# TO DO
An exact transcription of the data below is needed.
══ DATA RECORDS
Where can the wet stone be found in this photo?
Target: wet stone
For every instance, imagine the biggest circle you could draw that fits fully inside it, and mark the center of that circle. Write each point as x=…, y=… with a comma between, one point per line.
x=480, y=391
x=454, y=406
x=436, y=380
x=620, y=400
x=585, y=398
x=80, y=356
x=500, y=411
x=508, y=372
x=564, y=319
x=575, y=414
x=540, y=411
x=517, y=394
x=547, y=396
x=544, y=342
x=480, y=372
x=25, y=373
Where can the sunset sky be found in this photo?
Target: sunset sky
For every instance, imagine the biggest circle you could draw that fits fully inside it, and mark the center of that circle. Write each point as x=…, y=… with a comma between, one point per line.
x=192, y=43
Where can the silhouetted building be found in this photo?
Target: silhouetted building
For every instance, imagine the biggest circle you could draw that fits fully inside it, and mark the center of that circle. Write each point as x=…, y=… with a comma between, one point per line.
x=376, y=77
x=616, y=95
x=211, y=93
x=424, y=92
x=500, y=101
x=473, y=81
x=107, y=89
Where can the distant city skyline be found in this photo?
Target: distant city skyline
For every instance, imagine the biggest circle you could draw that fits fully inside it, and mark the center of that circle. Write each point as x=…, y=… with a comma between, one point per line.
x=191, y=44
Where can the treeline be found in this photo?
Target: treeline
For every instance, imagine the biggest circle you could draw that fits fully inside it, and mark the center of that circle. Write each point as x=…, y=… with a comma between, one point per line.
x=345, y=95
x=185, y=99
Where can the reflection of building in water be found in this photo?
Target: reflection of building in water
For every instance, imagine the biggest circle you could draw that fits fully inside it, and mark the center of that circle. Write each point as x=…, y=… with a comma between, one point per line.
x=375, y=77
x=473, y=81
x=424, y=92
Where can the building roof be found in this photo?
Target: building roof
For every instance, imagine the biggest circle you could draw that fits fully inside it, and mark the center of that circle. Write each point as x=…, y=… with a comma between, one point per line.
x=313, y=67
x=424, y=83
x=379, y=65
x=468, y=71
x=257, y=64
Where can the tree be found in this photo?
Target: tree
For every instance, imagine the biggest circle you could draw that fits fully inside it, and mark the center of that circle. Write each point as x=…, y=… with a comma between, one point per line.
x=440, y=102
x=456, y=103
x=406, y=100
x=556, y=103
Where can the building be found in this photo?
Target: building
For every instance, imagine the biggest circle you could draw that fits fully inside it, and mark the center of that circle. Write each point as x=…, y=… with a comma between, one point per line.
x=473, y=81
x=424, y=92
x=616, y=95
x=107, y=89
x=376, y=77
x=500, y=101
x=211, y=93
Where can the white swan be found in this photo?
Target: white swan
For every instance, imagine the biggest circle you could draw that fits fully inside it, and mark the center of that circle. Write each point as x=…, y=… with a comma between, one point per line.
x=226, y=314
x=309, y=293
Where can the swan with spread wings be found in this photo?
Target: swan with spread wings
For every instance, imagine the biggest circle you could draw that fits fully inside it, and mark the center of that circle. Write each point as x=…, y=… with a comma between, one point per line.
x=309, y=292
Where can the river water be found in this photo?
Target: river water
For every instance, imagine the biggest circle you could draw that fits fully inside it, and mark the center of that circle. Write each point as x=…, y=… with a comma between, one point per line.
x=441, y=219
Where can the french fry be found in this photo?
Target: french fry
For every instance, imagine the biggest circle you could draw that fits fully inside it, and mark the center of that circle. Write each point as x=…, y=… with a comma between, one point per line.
════
# ANSWER TO THIS EXERCISE
Where can the wet stone be found in this photo?
Target: wet stone
For every instance, imagine the biggest circle you could draw that fits fully inside it, and mark the center of that circle. Write each point as x=…, y=… with a comma between, one point per line.
x=480, y=391
x=454, y=406
x=436, y=380
x=620, y=400
x=585, y=398
x=80, y=356
x=500, y=411
x=508, y=372
x=564, y=319
x=575, y=414
x=540, y=411
x=517, y=394
x=547, y=396
x=544, y=342
x=480, y=372
x=25, y=373
Where can the sunset sky be found in this photo?
Target: sunset sky
For every instance, imagine the biggest circle you could draw that fits fully inside it, and mark the center of that circle. Write each point as x=…, y=… with a comma between, one point per line.
x=192, y=43
Where can the silhouetted building be found in this photo?
Target: silhouetted building
For every instance, imagine the biggest circle you could draw that fits fully inside it, and mark the center of that circle. Write each point as x=…, y=… with a comma between, one point per line.
x=376, y=77
x=616, y=95
x=211, y=93
x=424, y=92
x=500, y=101
x=473, y=81
x=107, y=89
Where can the distant city skyline be found in this photo?
Target: distant city skyline
For every instance, imagine the biggest circle you could draw that fits fully inside it, and mark the center of that circle. Write each point as x=…, y=… with a comma between, one point per line.
x=191, y=44
Where can the treeline be found in this photo?
Target: treeline
For every instance, imagine the biggest circle you could draw that fits fully inside it, and mark the center of that circle. Write each point as x=…, y=… with a comma between, one point per line.
x=345, y=95
x=185, y=99
Where can the reflection of building in water be found in this photo?
Target: reflection of building in water
For every instance, imagine the biggest circle you could draw that fits fully inside it, and mark the center of that circle. Write each point as x=…, y=… with a comma between, one point per line.
x=375, y=77
x=473, y=81
x=424, y=92
Where can the building roof be found in this photo?
Target: building roof
For every instance, imagine the biggest circle you could draw that fits fully inside it, and mark the center of that circle. Write each point as x=…, y=… with a comma between, one point per line.
x=313, y=67
x=424, y=83
x=379, y=65
x=468, y=71
x=257, y=64
Where can the tree be found in this photo?
Target: tree
For every instance, imagine the biggest circle you could draw that fits fully inside it, and mark the center of that circle. Write each point as x=…, y=… with a comma between, one point per line.
x=440, y=102
x=456, y=103
x=406, y=100
x=556, y=103
Where can the building be found in this photo?
Target: building
For every instance, imagine the biggest circle you could draw that fits fully inside it, and mark the center of that circle. Write each point as x=…, y=… with a comma between, one point per line.
x=473, y=81
x=424, y=92
x=616, y=95
x=107, y=89
x=376, y=77
x=500, y=101
x=211, y=93
Where can the white swan be found in this photo?
Target: white swan
For every instance, imagine the biggest circle you could draw that fits fully inside it, and mark the center of that circle. Write each point as x=…, y=… with a comma between, one point per line.
x=226, y=314
x=309, y=293
Where can the swan with spread wings be found in this photo?
Target: swan with spread wings
For every instance, imagine the biggest circle you could draw that fits fully inside it, and mark the center of that circle. Write each point as x=…, y=… with a comma between, one point per line.
x=309, y=292
Where can the river water be found in this photo?
Target: river water
For every instance, imagine the biggest circle you could draw that fits fully inside it, and mark the center of that circle. Write each point as x=…, y=… with a comma between, one point per line.
x=441, y=219
Where can the french fry be found in this photo?
Target: french fry
For every instance, imagine the biggest circle you could draw that fits fully inside it, and mark the center of that circle. Write each point as x=…, y=… with a comma between, one point per line.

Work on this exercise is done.